▶ [TASK REQUIREMENTS]: These entries are to be set down again exactly.

*** DATASET Section Begins ***

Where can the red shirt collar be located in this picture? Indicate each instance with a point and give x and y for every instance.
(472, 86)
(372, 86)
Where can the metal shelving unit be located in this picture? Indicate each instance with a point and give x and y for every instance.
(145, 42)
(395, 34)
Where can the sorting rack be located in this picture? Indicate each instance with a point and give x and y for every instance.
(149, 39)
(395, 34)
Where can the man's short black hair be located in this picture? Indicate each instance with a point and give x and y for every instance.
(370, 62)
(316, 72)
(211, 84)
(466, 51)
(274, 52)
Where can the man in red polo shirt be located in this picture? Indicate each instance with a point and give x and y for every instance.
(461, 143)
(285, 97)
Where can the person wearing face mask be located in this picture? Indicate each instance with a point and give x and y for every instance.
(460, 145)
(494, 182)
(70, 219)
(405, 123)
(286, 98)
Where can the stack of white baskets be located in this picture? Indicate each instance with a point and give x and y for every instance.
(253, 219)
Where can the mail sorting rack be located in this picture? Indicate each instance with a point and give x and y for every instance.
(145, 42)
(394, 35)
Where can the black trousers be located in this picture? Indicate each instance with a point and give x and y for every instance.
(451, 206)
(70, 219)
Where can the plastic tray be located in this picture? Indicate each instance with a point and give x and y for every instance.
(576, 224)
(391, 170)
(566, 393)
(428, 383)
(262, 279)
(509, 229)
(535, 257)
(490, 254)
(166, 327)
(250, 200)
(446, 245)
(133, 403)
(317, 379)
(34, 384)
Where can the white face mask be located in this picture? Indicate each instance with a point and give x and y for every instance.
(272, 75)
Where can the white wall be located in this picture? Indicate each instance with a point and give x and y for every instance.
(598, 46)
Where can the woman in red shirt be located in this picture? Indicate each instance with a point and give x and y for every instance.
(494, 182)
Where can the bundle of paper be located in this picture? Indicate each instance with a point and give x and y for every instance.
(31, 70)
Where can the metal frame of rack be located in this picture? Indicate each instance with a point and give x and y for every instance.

*** DATASET Section Ends ***

▶ [TASK ANSWER]:
Where can the red shirt collar be located in this picture? Indicate each instance with a point and give x and y for every instance.
(472, 86)
(372, 86)
Where can the metal shelving unit be located in this picture? Indicate each instance with a point and give x and y for every instance.
(145, 42)
(395, 34)
Where can the sorting rack be located in this picture? Indicate each instance with a point and give x and y for every instance.
(149, 39)
(395, 34)
Where can the man's short black hair be located in this picture? Indicate each instance with a point and give x and y for every instance.
(370, 62)
(316, 72)
(211, 84)
(466, 51)
(274, 52)
Where can the man in red polo shirt be located in this picture? Indicate each instance with a point and give x and y for every instance.
(461, 143)
(285, 97)
Where can the person wearing face mask be located in this picture? Indicate each instance with a point and give x and y for every instance.
(460, 145)
(494, 182)
(70, 219)
(405, 123)
(286, 98)
Where can the stack of white baskets be located in this picture? Indicate each instance with a point and give x and y for every instance.
(253, 219)
Where can the mail sorting rack be located in this picture? Indicate each instance with a point and give x and y for every instance.
(145, 42)
(394, 35)
Where can the black trousers be located in this picture? Indicate each instance with a point and give x and y for every instance.
(451, 206)
(70, 219)
Where can the plastic tray be located in this picture? Indicate each instance with a point and give x and y for every instance.
(576, 224)
(391, 170)
(566, 393)
(428, 383)
(262, 279)
(509, 229)
(535, 257)
(490, 254)
(166, 327)
(250, 200)
(446, 245)
(133, 403)
(317, 379)
(34, 384)
Where can the white face mask be located in this picture? Indicate each instance with a point and give x and y for every instance.
(272, 75)
Where can the white wall be located in this picture? Indicate each instance with a point and give x and y for every instance.
(598, 46)
Where can the woman in red shirt be located in this picture? Indicate each instance with a point and give x and y for every instance.
(494, 182)
Where can the bundle of paper be located in this picture? Indicate each instance with a point and give x and y for every instance.
(31, 70)
Where can the metal frame of rack be located in this picture? Indicate each instance with a point and give x and y for every instance.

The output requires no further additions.